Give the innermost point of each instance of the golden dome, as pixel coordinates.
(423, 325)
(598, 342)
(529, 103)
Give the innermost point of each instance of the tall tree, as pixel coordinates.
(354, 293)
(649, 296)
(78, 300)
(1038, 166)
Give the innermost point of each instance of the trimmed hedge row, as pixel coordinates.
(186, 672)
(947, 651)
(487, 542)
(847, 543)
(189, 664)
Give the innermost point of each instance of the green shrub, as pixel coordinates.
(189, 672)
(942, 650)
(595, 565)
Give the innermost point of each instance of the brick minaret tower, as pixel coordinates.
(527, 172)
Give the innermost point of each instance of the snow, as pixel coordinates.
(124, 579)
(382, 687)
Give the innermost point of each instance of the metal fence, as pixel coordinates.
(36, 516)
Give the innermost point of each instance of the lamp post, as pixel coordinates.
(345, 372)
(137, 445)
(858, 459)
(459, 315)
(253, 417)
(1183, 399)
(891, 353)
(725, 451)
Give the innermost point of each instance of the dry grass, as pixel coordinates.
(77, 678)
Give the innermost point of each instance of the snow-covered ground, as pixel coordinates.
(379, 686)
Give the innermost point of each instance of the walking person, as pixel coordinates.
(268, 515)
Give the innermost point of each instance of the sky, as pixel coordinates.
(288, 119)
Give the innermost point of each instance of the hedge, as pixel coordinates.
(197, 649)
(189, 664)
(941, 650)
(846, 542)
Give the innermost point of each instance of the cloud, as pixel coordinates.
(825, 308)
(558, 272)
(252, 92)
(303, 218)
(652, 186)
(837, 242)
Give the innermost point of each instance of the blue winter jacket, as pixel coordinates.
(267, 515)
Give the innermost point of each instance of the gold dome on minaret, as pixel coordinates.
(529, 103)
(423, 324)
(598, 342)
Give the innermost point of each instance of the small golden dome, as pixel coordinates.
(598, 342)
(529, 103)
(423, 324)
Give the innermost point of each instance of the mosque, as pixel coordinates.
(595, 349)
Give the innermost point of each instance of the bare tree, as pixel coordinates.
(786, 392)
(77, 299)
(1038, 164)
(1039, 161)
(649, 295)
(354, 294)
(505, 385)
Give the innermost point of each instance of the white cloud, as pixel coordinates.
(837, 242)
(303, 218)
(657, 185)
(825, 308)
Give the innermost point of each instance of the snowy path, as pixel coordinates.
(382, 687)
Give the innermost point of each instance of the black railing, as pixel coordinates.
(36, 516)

* * *

Every entry shown above is to be written out exactly.

** Response area **
Give the innermost point of each instance of the golden dome, as pixel coordinates.
(423, 325)
(598, 342)
(529, 103)
Give the innermost point of each instance of the tall tree, as pixel coordinates.
(354, 293)
(649, 296)
(78, 300)
(1038, 166)
Give the innermost point of each instance of the trimmed hedge row, as pixel coordinates.
(186, 672)
(947, 651)
(487, 542)
(847, 543)
(189, 664)
Give the innermost point of each instance of the green shrub, as pixel coordinates.
(189, 672)
(942, 650)
(595, 565)
Give the innermost point of each instance of the brick minaret tower, as pixel coordinates.
(527, 172)
Give the innermost point of each instance of the snow, as pixel coordinates.
(124, 579)
(382, 687)
Give the innermost point of each instance of the metal fence, as pixel coordinates.
(36, 516)
Give the innermost point of each instance of the lamp post, as pixel coordinates.
(345, 372)
(137, 445)
(858, 459)
(459, 315)
(253, 417)
(1183, 399)
(891, 353)
(725, 451)
Give the innermost point of each instance of the dry grass, as pixel coordinates.
(77, 678)
Give the innermost point of each instance of the snow-covered ground, as pixel coordinates.
(379, 686)
Give the innermost point of each instance of the walking person, as pixel coordinates.
(268, 515)
Give the innermost point of each instance of the sky, as pixel coordinates.
(288, 119)
Give the innermost point of each instance of the hedge, as pixel coordinates.
(197, 649)
(189, 664)
(941, 650)
(846, 542)
Give the innermost point of each instance of the cloud, as pixel coordinates.
(825, 308)
(558, 272)
(252, 92)
(303, 218)
(652, 186)
(837, 242)
Give the innermost point of each instance of the blue winter jacket, as pixel coordinates.
(267, 515)
Give the innermost point of each instance of the gold dome on minaret, as pixel coordinates.
(529, 103)
(423, 324)
(598, 342)
Give the innermost point of each instance of the small golden dome, as pixel coordinates.
(598, 342)
(529, 103)
(423, 324)
Give the innermost point of each instance of the mosque, as pixel coordinates.
(595, 349)
Give the innermost point of each instance of the bare tree, as pixel coordinates.
(786, 392)
(77, 299)
(1038, 164)
(1039, 161)
(649, 295)
(354, 294)
(505, 385)
Give the innermost point of each instance of the white cloud, as pixel coordinates.
(837, 242)
(303, 218)
(657, 185)
(825, 308)
Give the innermost point of each instance of the snowy path, as pixel coordinates.
(382, 687)
Give the innermost point of each instance of the black railing, as pixel coordinates.
(36, 516)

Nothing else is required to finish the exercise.